- **Document**
** begin **

# Coreference resolution in Spacy
The neural coreference resolution module can be combined with spacy.

In [None]:
# First install compatible version of spacy and neuralcoref
! pip install spacy==2.1.0 neuralcoref

# then restart the kernel

In [None]:
# download the small spacy model for English if not done already
! python -mspacy download en_core_web_sm

In [None]:
import spacy
from spacy import displacy 

nlp = spacy.load('en_core_web_sm')

In [None]:
doc = nlp('My sister has a dog. She loves him. But he does not love her.')
displacy.render(doc, style='dep',jupyter=True)

Installing neuralcoref package and adding coreference resolution to spacy pipeline

In [None]:
import neuralcoref

nlp_with_coref = spacy.load('en_core_web_sm') # displacy does not work with docs parsed with neuralcoref component
# Add neural coref to SpaCy's pipeline
neuralcoref.add_to_pipe(nlp_with_coref)
# You're done. You can now use NeuralCoref as you usually manipulate a SpaCy document annotations.

In [None]:
# a naive way to apply the result of coreference resolution
# just reparse the resolved text
doc_resolved = nlp_with_coref('My sister has a dog. She loves him. But he does not love her.')
print(doc_resolved._.coref_clusters)
print(doc_resolved._.coref_resolved)

In [None]:
doc_resolved_reparsed = nlp(doc_resolved._.coref_resolved)
displacy.render(doc_resolved_reparsed, style='dep',jupyter=True)

In [None]:
def doc_resolve_render(doc, nlp_with_coref, nlp):
    print("ORIG DOC:",doc)
    doc_resolved = nlp_with_coref(doc)
    print("RESOVED DOC:",doc_resolved._.coref_resolved)
    doc_resolved_reparsed = nlp(doc_resolved._.coref_resolved)
    displacy.render(doc_resolved_reparsed, style='dep',jupyter=True)

** end **

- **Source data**

** begin **

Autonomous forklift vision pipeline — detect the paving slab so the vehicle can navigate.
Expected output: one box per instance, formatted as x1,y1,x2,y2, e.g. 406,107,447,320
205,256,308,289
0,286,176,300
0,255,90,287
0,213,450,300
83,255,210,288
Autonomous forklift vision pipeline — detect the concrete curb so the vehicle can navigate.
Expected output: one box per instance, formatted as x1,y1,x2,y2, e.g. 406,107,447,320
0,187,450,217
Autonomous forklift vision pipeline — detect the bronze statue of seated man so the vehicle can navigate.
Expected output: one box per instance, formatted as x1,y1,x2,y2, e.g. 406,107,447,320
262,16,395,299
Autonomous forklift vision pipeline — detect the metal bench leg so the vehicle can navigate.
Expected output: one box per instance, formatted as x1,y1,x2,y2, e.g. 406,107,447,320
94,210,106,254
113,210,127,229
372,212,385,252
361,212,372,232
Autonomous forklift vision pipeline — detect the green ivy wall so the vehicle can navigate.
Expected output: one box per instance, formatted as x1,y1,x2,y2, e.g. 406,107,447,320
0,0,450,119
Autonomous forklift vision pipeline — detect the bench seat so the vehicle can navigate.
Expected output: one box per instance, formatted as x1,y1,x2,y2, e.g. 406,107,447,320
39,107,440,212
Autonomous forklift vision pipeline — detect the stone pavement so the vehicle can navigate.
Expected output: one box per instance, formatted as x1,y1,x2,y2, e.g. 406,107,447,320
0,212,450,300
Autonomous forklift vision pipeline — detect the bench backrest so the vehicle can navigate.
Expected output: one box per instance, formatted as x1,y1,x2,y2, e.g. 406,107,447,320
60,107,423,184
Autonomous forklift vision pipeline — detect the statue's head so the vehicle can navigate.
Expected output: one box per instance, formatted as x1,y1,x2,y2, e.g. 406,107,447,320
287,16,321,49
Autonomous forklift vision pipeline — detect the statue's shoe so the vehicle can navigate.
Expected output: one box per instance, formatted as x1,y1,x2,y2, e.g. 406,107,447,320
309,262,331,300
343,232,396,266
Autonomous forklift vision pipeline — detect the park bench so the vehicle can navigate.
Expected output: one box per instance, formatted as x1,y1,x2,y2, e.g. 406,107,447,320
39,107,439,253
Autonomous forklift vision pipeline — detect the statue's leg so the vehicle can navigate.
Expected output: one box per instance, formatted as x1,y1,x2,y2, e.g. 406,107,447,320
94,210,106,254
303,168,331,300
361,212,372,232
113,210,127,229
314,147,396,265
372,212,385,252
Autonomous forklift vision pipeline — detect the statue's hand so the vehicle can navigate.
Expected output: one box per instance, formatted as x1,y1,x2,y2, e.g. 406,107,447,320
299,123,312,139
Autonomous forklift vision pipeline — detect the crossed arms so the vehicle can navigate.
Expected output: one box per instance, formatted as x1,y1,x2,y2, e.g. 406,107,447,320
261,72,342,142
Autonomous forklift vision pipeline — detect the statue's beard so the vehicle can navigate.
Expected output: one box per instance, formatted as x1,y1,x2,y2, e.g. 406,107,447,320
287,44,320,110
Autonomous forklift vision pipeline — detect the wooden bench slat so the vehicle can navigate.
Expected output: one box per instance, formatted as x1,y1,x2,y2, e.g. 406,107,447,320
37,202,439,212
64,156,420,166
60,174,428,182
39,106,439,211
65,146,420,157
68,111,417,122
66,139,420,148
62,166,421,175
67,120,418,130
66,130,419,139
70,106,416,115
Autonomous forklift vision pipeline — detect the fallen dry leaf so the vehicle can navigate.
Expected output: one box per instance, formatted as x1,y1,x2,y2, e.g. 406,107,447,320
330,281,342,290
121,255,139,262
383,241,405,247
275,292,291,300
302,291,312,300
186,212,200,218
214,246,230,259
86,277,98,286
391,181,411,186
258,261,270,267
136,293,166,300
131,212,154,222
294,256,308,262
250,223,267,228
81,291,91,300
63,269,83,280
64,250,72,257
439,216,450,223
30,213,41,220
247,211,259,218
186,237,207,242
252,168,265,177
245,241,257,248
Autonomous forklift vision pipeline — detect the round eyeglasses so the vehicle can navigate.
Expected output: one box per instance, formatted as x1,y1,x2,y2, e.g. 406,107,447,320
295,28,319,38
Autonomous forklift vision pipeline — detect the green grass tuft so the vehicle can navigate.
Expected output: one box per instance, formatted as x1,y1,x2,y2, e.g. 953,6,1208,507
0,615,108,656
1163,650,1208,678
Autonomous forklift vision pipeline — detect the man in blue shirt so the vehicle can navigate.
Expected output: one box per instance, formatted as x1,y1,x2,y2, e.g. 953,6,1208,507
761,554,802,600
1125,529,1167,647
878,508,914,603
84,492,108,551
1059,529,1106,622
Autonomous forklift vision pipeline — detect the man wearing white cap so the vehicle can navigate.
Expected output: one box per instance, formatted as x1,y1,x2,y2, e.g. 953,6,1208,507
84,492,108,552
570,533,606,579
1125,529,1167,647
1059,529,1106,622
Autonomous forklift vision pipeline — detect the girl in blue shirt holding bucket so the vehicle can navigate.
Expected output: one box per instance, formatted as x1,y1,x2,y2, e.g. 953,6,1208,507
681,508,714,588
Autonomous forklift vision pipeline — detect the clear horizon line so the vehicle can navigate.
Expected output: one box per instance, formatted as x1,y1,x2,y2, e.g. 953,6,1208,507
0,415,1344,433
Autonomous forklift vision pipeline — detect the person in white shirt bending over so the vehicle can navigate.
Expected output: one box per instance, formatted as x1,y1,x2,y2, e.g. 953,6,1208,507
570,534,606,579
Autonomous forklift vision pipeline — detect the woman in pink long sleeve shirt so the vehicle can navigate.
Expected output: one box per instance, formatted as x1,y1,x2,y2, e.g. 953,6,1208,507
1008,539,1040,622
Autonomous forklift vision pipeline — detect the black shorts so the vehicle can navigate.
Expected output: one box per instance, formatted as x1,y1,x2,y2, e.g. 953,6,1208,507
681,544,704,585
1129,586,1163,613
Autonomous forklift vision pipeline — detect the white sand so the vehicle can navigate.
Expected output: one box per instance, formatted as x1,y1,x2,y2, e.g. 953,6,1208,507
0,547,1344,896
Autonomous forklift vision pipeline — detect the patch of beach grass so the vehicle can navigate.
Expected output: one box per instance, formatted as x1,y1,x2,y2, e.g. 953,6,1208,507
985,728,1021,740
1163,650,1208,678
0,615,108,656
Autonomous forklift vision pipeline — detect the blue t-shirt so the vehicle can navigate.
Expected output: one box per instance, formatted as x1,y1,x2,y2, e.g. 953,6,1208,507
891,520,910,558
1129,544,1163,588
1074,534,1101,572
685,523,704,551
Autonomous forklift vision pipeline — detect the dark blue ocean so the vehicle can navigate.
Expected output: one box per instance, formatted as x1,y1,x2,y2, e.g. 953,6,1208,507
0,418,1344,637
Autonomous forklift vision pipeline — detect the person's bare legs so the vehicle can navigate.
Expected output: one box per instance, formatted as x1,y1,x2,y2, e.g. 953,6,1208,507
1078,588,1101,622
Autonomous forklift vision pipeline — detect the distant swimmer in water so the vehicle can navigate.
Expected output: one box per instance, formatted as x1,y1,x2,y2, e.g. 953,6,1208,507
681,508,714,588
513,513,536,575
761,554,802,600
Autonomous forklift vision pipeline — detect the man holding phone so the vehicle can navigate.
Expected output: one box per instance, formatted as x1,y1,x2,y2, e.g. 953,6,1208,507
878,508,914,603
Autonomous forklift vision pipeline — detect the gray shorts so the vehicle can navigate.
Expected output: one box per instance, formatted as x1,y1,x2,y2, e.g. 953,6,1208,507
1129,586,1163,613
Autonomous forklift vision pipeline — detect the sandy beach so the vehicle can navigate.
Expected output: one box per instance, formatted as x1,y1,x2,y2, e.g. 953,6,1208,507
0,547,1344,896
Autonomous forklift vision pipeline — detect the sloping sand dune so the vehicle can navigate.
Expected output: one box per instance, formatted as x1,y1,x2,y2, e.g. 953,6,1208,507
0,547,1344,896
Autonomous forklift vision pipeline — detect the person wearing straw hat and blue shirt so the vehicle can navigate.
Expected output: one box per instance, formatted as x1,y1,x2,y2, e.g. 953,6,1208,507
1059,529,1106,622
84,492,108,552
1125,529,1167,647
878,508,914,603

** end **

- **The task**
Which version of spaCy does the coreference resolution text install together with neuralcoref?

- **Written response**
Version 2.1.0.